Given records >>

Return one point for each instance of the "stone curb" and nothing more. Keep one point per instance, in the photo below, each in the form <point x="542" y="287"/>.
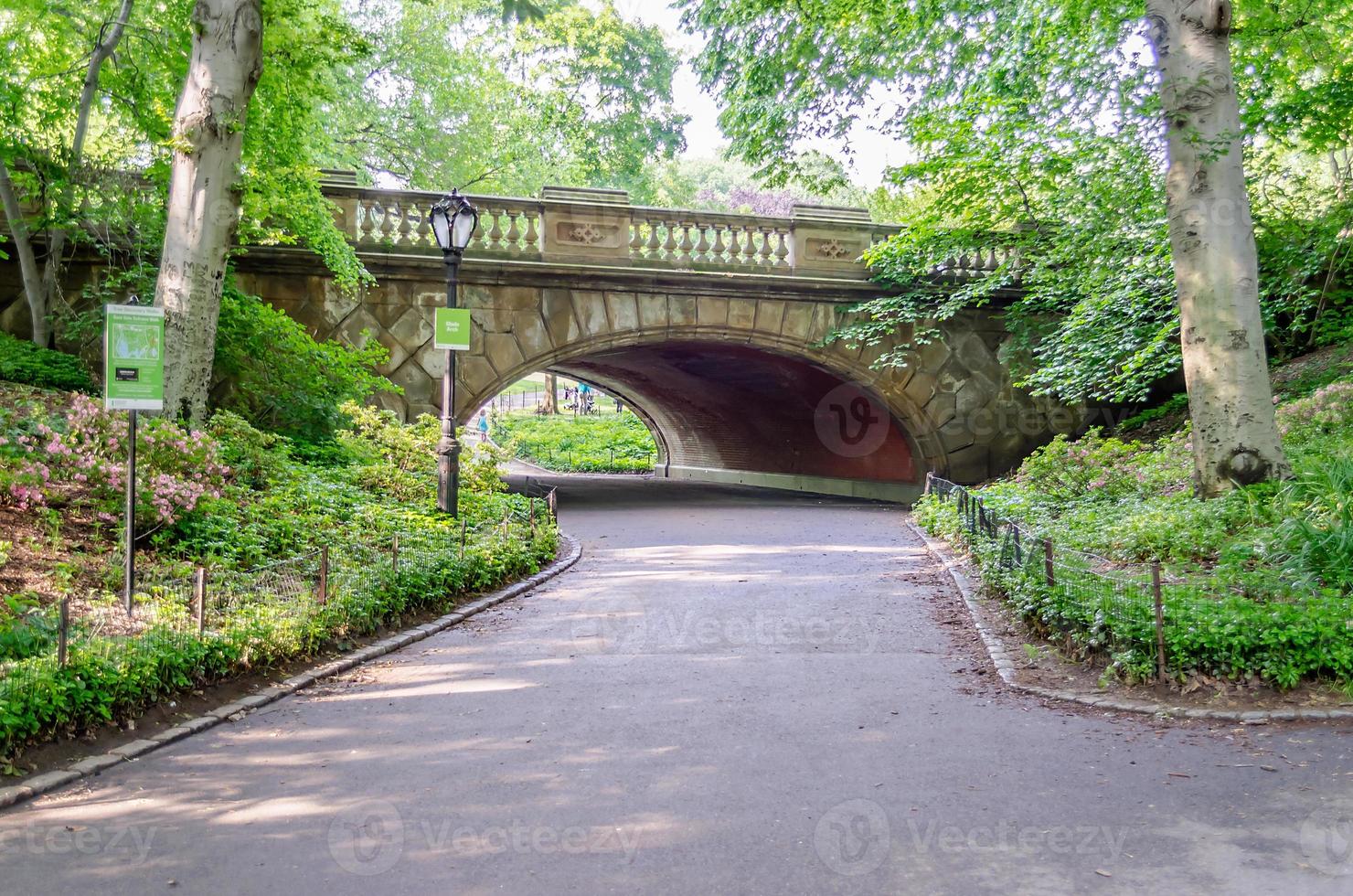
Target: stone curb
<point x="1006" y="667"/>
<point x="134" y="750"/>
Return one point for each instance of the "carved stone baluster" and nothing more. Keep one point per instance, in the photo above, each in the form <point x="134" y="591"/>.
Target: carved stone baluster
<point x="532" y="241"/>
<point x="716" y="252"/>
<point x="388" y="225"/>
<point x="687" y="245"/>
<point x="670" y="242"/>
<point x="653" y="247"/>
<point x="763" y="248"/>
<point x="422" y="233"/>
<point x="735" y="250"/>
<point x="750" y="251"/>
<point x="366" y="210"/>
<point x="495" y="231"/>
<point x="702" y="245"/>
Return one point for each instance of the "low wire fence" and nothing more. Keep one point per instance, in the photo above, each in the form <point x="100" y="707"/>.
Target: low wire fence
<point x="1134" y="611"/>
<point x="268" y="611"/>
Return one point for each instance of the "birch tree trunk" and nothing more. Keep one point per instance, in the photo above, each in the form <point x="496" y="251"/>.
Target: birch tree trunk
<point x="27" y="260"/>
<point x="205" y="192"/>
<point x="1235" y="439"/>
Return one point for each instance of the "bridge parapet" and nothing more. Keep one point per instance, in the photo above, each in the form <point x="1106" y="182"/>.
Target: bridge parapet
<point x="601" y="226"/>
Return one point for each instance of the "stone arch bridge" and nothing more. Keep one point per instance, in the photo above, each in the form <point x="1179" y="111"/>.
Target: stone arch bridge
<point x="713" y="326"/>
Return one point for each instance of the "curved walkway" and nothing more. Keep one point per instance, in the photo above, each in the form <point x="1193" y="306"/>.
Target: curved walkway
<point x="732" y="692"/>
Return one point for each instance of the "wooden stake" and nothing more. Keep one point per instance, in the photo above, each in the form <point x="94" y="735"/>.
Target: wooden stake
<point x="1160" y="622"/>
<point x="64" y="631"/>
<point x="199" y="599"/>
<point x="324" y="574"/>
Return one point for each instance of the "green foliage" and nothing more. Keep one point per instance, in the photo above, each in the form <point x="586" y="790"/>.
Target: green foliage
<point x="605" y="443"/>
<point x="26" y="627"/>
<point x="577" y="96"/>
<point x="275" y="509"/>
<point x="1257" y="582"/>
<point x="22" y="361"/>
<point x="273" y="374"/>
<point x="1035" y="127"/>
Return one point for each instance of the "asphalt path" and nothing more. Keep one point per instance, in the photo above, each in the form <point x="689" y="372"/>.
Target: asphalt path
<point x="733" y="692"/>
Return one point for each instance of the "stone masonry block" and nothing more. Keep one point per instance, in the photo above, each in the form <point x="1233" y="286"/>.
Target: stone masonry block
<point x="591" y="309"/>
<point x="682" y="310"/>
<point x="712" y="312"/>
<point x="741" y="313"/>
<point x="623" y="312"/>
<point x="653" y="310"/>
<point x="770" y="315"/>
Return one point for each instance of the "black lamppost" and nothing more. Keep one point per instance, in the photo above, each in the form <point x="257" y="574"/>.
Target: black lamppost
<point x="453" y="222"/>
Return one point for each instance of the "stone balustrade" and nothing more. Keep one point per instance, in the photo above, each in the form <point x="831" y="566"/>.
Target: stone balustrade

Exercise brief >> Apart from the pictures, set down all the entries above exactly.

Solution for this task >>
Return one point for each instance of the "stone curb" and nothing more. Keep one point per instance, in the photo below, each in the form <point x="542" y="287"/>.
Target: stone curb
<point x="1006" y="667"/>
<point x="134" y="750"/>
Return one point for each instance of the "carved stone baluster" and nothing more. Keep one point per instance, in the photo above, each in the form <point x="134" y="591"/>.
Target: carved stone baluster
<point x="532" y="241"/>
<point x="716" y="252"/>
<point x="388" y="225"/>
<point x="687" y="245"/>
<point x="670" y="242"/>
<point x="653" y="247"/>
<point x="763" y="248"/>
<point x="422" y="233"/>
<point x="735" y="250"/>
<point x="750" y="251"/>
<point x="366" y="210"/>
<point x="495" y="231"/>
<point x="702" y="245"/>
Return one point for each instance of the "low wire fence" and nothing more. Keep one point per instance, in the photo above, each in the form <point x="100" y="707"/>.
Target: low wire fence
<point x="1134" y="611"/>
<point x="268" y="611"/>
Return one point for each instance of the "birch tree trunk" and nothing more. Keep one point per instance, in the photo above, each in the form <point x="496" y="251"/>.
Target: birch tree trunk
<point x="27" y="260"/>
<point x="205" y="192"/>
<point x="1235" y="439"/>
Return one point for each instance of the "bridge parapet" and nothing more. Keep one point per instance, in the photo above, each in the form <point x="1106" y="182"/>.
Target: bridge parapet
<point x="601" y="226"/>
Return one point for each instance of the "stone arch bridge" and nothing more. Keep one point per instance, in the photo above, each in the form <point x="1179" y="111"/>.
Target: stone arch bridge
<point x="713" y="326"/>
Return one point for each instance of the "curved walkway" and nothing more. Keep one point per instance, in the photo above, each in the form <point x="1193" y="306"/>.
Target: curved walkway
<point x="732" y="692"/>
Return one point for each instance of the "wooden stake" and nothing more. Keep one point per instance, in the photo above, each in the form <point x="94" y="735"/>.
Target: wooden stake
<point x="1160" y="622"/>
<point x="64" y="631"/>
<point x="199" y="599"/>
<point x="324" y="574"/>
Return one point for each instance of the "green foliage" and nothing more. Keep one point per instance, in the photo above, each in the form <point x="586" y="790"/>.
Target: green foliage
<point x="605" y="443"/>
<point x="26" y="627"/>
<point x="577" y="96"/>
<point x="275" y="509"/>
<point x="1257" y="582"/>
<point x="22" y="361"/>
<point x="273" y="374"/>
<point x="1035" y="127"/>
Return one point for each instance of the "asphalt path" and nothing more. Keep one point per instance, in the photo above, each in the form <point x="689" y="372"/>.
Target: asphalt path
<point x="733" y="692"/>
Return one point for each instance of the "stone masonry block" and nothing more. Keep one point per instance, in the photo above, each in the form <point x="1233" y="286"/>.
Target: stone masonry block
<point x="591" y="309"/>
<point x="682" y="310"/>
<point x="712" y="312"/>
<point x="741" y="313"/>
<point x="623" y="312"/>
<point x="653" y="310"/>
<point x="770" y="315"/>
Return one point for each instance of the "black lamppost" and nothing more. Keep one point per instance, in the photo above, each in the form <point x="257" y="574"/>.
Target: black lamppost
<point x="453" y="222"/>
Return one point for each instance of the "stone balustrade" and nothing more. Keep one point per instance, in the photo above, each in the form <point x="831" y="566"/>.
Target: stone balustrade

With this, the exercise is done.